Quote the records below word for word, leaving out the pictures.

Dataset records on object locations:
****************

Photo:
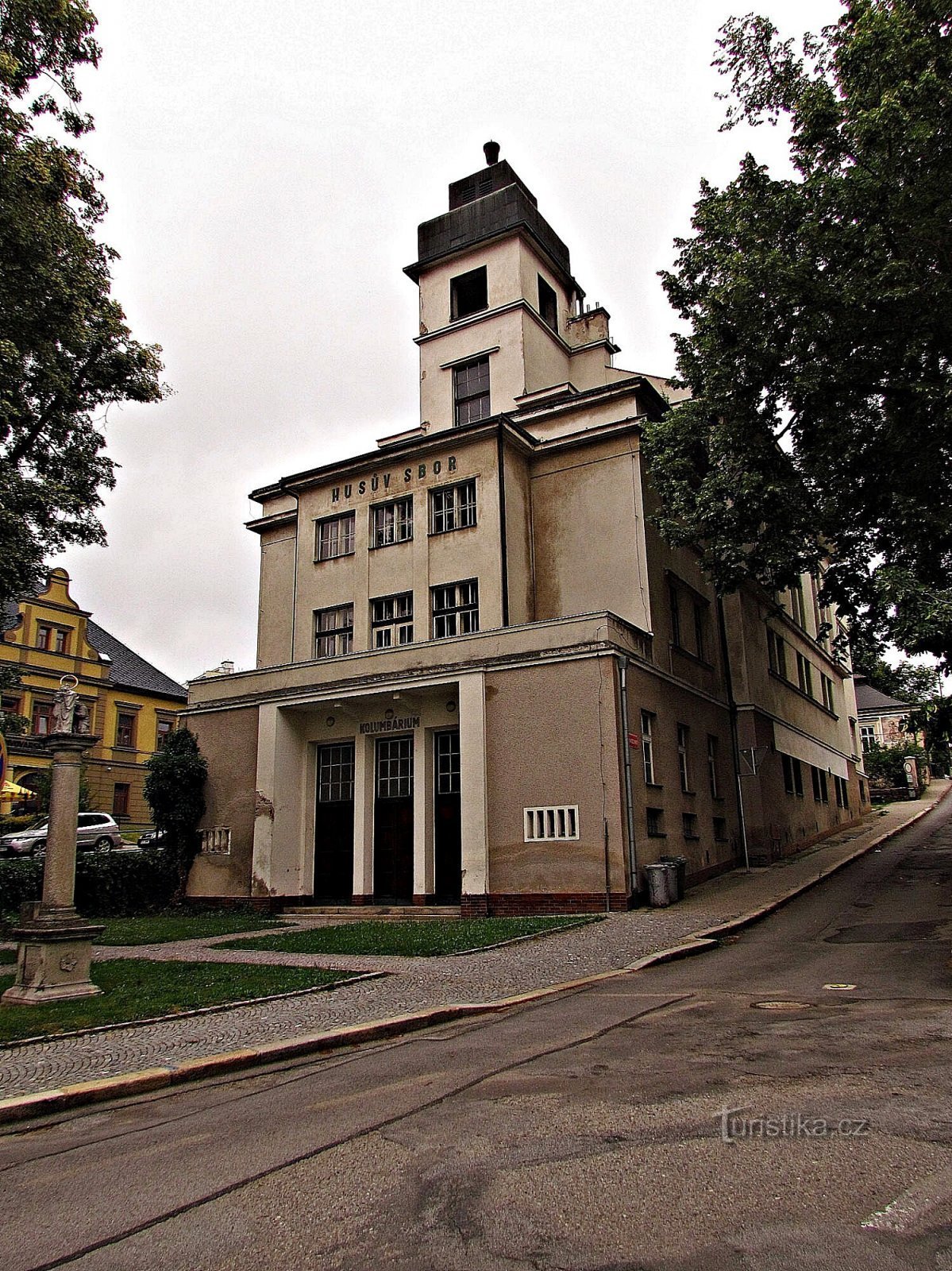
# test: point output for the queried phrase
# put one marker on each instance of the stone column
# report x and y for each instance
(55, 944)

****************

## Exercise result
Photo:
# test: point output for the queried phrase
# put one marker on each instance of the stone column
# report x and y for each instance
(55, 944)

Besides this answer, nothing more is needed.